Last week I went and got our Christmas decorations out of storage. We haven’t put Christmas decorations up at our house since we moved here in 2007. Scrooge? No. We just spent more time at Brian’s than at our house, all our presents were always opened at Brian’s, we always celebrated there, and thought we always would, so I never bothered to put out decorations.
Until this year. I was kind of Leary about seeing them all over my house, sort of dreading the holidays this year, but also knowing since it won’t be with him, I better man up and learn to do Christmas at my own place.
I decided the girls are old enough this year they can go through all the boxes, (there were 6 without the tree, which we no longer have, and will have to buy) and put out what they wanted to, where they wanted to and just let it be. One of the benefits of having older kids, they can do all the decorating. (and the taking down of said decorations).
The opened the box of all the tree ornaments and started going through it. To me, it was like visiting old friends. And I told the girls the stories of most of the ornaments as they pulled them out one by one.
Ian’s first Christmas ornament. The year, 1993, he was 2 months old and didn’t know or care what Christmas was beyond a whole lot of strange people wanting to hold him and fawning over him and basically scaring him because none of them were Mommy. I haven’t talked to my son in over a year and I cry over that fact weekly. But I still have his first Christmas ornament and this year, and every year from here on after, I will hang it on my tree, until the day comes (and it will come I have to believe that) when I can give it to him to put on his own tree.
Along with his first ornament, is the ornament I made for him in 1995 when I was a single mom. Just him and me, and I didn’t have a whole lot of money, but he needed an ornament for our tree.
This is Meredith’s first Christmas ornament. You can tell I am a finalist in the Mother-of-the-Year contest, as she is 14 and her ornament still does not have her picture in it. Also, this thing is so damn heavy it bends branches and rarely hangs on our tree. Maybe when she has her first baby (god please let that be a bazillion years from now) she can use this ornament. Maybe trees will be stronger by then.
This little guy has seen some better days. Clearly. This is mine from when I was growing up. It’s a horse. Made of pom poms and felt. And missing an eye and has a deformed ear. I apparently like handicapped deformed ornaments as you will see in a minute. I remember hanging this on the tree every year. He was one of a set (my brother got the other one (I think)) but I don’t remember what the other one was. I just remember wanting to hang this one every year.
This is another one from my childhood. It’s part of The Night Before Christmas series. On the other side is the part of the poem that says “The Children were nestled all snug in their beds while visions of sugarplums danced in their heads.”

__SHORT PROBLEM A__:
Reproduce word for word the stretch of the Christmas ornaments post from "Last week I" through "my own place.".

__STORED RECORDS__:

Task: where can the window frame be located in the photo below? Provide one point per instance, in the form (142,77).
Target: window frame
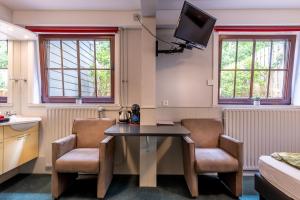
(3,99)
(44,76)
(286,100)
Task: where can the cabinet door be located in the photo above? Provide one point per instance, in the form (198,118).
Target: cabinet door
(20,149)
(1,157)
(1,133)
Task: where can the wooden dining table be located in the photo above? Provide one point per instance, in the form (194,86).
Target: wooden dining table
(148,146)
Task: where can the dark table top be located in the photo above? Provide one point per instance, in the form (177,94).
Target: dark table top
(146,130)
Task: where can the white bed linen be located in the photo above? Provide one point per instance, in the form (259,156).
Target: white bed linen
(281,175)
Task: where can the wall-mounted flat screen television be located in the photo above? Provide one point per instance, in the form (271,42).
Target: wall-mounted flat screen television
(194,26)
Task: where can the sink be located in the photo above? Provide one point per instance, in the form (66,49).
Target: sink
(23,127)
(21,123)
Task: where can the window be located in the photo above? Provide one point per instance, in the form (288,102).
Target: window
(255,67)
(3,71)
(77,66)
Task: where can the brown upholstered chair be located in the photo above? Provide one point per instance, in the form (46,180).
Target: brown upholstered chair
(87,150)
(207,150)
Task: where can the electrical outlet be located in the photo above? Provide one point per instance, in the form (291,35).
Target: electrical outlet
(210,82)
(165,103)
(136,17)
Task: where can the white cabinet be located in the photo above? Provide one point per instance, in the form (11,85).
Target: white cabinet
(18,147)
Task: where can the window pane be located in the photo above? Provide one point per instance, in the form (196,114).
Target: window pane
(260,84)
(87,83)
(103,83)
(262,54)
(103,54)
(71,83)
(3,54)
(54,54)
(242,85)
(226,84)
(69,54)
(228,54)
(245,51)
(87,57)
(55,83)
(3,82)
(279,54)
(276,84)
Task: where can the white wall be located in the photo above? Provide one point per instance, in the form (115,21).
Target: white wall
(5,13)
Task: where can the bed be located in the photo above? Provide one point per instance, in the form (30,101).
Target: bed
(277,180)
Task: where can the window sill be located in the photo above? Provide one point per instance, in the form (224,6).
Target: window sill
(252,107)
(6,105)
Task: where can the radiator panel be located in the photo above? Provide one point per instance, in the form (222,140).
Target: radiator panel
(263,131)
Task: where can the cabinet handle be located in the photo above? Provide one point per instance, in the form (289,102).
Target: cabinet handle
(22,137)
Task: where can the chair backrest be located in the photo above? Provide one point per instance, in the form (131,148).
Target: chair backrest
(90,132)
(204,132)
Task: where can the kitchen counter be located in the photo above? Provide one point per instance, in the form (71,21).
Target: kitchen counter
(21,120)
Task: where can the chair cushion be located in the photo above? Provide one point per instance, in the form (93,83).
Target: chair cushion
(204,132)
(84,160)
(90,132)
(214,160)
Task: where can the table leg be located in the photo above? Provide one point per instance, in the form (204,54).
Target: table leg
(148,163)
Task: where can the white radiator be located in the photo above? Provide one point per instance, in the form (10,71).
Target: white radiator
(263,131)
(60,120)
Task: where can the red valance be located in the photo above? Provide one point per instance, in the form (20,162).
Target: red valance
(71,29)
(256,28)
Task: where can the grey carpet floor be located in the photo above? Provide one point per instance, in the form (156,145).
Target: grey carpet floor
(38,187)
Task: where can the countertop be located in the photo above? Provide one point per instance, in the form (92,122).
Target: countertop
(21,120)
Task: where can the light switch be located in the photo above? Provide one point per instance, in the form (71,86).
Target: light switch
(210,82)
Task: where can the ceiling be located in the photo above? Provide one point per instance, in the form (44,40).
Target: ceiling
(72,4)
(123,5)
(230,4)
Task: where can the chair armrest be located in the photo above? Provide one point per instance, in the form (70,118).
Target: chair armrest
(62,146)
(107,150)
(232,146)
(189,160)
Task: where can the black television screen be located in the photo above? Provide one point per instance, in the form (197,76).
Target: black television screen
(194,26)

__SHORT PROBLEM B__:
Shift the rows from the line containing "Task: where can the black" through the end of the rows by adding 98 to every number in the answer coordinates. Give all of those lines again, the request line included, and change only the answer coordinates.

__ANSWER A__:
Last week I went and got our Christmas decorations out of storage. We haven’t put Christmas decorations up at our house since we moved here in 2007. Scrooge? No. We just spent more time at Brian’s than at our house, all our presents were always opened at Brian’s, we always celebrated there, and thought we always would, so I never bothered to put out decorations.
Until this year. I was kind of Leary about seeing them all over my house, sort of dreading the holidays this year, but also knowing since it won’t be with him, I better man up and learn to do Christmas at my own place.

__ANSWER B__:
Task: where can the black television screen be located in the photo above? Provide one point per instance, in the form (197,76).
Target: black television screen
(292,124)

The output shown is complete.